▼
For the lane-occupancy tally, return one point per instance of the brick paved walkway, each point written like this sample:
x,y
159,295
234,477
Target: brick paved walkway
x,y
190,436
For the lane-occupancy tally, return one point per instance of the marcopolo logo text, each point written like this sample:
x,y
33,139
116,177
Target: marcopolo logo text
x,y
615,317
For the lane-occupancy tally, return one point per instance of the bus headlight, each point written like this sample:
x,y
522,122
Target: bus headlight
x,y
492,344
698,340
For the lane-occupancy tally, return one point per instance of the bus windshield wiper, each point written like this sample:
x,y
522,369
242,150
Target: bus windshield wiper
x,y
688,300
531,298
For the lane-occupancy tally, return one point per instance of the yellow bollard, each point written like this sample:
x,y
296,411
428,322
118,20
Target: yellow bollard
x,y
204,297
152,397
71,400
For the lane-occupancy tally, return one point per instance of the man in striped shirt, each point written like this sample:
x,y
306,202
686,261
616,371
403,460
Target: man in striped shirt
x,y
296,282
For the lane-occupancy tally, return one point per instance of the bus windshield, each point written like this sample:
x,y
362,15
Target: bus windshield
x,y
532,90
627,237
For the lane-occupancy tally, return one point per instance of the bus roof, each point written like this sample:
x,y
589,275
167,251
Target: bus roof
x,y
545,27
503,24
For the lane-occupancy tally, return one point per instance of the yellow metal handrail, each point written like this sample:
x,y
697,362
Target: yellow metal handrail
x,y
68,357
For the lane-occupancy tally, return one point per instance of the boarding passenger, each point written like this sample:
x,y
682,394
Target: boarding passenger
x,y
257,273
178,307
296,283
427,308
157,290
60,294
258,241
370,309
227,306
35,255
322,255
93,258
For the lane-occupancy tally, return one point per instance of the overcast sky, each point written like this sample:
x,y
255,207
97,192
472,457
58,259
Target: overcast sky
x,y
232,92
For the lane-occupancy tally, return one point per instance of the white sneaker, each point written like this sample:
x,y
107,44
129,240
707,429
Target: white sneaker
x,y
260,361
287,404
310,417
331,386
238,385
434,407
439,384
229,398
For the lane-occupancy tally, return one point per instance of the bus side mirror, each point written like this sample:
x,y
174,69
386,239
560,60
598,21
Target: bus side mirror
▲
- TASK STATEMENT -
In the entries above, work out how many lines contain the string "side", and give only that number.

- ANSWER TO THE EXERCISE -
2